Stored data entries

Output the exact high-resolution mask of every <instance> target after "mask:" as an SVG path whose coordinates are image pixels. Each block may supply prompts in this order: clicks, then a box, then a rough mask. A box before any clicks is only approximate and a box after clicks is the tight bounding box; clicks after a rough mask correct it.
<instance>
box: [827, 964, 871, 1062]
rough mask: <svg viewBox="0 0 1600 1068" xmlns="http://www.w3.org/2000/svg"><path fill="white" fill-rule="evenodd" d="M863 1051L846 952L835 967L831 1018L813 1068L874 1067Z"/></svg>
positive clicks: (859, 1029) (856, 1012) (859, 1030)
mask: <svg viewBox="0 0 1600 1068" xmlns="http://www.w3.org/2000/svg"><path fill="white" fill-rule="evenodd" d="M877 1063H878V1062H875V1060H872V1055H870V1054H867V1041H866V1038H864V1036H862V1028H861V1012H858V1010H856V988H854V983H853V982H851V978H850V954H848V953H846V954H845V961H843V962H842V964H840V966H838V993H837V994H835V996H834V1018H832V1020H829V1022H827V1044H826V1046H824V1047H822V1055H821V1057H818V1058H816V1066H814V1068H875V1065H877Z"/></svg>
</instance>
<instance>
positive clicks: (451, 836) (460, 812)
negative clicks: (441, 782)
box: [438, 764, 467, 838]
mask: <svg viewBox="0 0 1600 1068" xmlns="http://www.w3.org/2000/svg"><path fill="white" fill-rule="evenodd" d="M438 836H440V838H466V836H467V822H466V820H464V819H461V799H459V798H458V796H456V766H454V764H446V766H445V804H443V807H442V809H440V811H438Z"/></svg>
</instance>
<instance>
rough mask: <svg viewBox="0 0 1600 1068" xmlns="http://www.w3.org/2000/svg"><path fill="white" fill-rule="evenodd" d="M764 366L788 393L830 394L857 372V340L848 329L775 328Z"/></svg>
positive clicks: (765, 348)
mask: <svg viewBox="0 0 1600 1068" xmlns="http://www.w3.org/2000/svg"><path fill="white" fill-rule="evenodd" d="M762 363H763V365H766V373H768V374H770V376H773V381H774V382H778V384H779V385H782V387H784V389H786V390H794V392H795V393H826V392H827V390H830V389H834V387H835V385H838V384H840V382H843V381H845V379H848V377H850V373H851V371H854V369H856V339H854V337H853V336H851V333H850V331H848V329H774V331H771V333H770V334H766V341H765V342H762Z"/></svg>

• [JOB ITEM]: Recast every line of the material above as a Markdown table with two columns, Row and Line. Number the rows in order and leave out any blank lines.

• [ANSWER FOR THIS EXERCISE]:
| Row | Line |
|---|---|
| 1 | Output the exact high-resolution mask of every <instance> target after "mask:" as an SVG path whose coordinates are image pixels. Each block may supply prompts in this order: clicks, then a box, then a rough mask. A box before any clicks is only approximate and a box after clicks is the tight bounding box; clicks after a rough mask correct it. |
| 2 | <instance> |
| 3 | box: [827, 964, 871, 1062] |
| 4 | rough mask: <svg viewBox="0 0 1600 1068" xmlns="http://www.w3.org/2000/svg"><path fill="white" fill-rule="evenodd" d="M863 1051L846 952L835 967L831 1018L813 1068L874 1067Z"/></svg> |
| 5 | positive clicks: (859, 1029) (856, 1012) (859, 1030) |
| 6 | mask: <svg viewBox="0 0 1600 1068" xmlns="http://www.w3.org/2000/svg"><path fill="white" fill-rule="evenodd" d="M877 1063H878V1062H875V1060H872V1055H870V1054H867V1041H866V1038H864V1036H862V1028H861V1012H858V1010H856V988H854V983H853V982H851V978H850V954H848V953H846V954H845V961H843V962H842V964H840V966H838V993H837V994H835V996H834V1018H832V1020H829V1022H827V1044H826V1046H824V1047H822V1055H821V1057H818V1058H816V1066H814V1068H875V1065H877Z"/></svg> |
| 7 | </instance> |
| 8 | <instance> |
| 9 | positive clicks: (451, 836) (460, 812) |
| 10 | negative clicks: (441, 782) |
| 11 | box: [438, 764, 467, 838] |
| 12 | mask: <svg viewBox="0 0 1600 1068" xmlns="http://www.w3.org/2000/svg"><path fill="white" fill-rule="evenodd" d="M438 836H440V838H466V836H467V822H466V820H464V819H461V799H459V798H458V796H456V766H454V764H446V766H445V804H443V807H442V809H440V811H438Z"/></svg> |
| 13 | </instance> |
| 14 | <instance> |
| 15 | rough mask: <svg viewBox="0 0 1600 1068" xmlns="http://www.w3.org/2000/svg"><path fill="white" fill-rule="evenodd" d="M764 366L788 393L830 394L857 372V340L848 329L775 328Z"/></svg> |
| 16 | positive clicks: (765, 348) |
| 17 | mask: <svg viewBox="0 0 1600 1068" xmlns="http://www.w3.org/2000/svg"><path fill="white" fill-rule="evenodd" d="M762 363H763V365H766V373H768V374H770V376H773V381H774V382H778V384H779V385H782V387H784V389H786V390H794V392H795V393H826V392H827V390H830V389H834V387H835V385H838V384H840V382H843V381H845V379H848V377H850V373H851V371H854V369H856V339H854V337H853V336H851V333H850V331H848V329H774V331H771V333H770V334H766V341H765V342H762Z"/></svg> |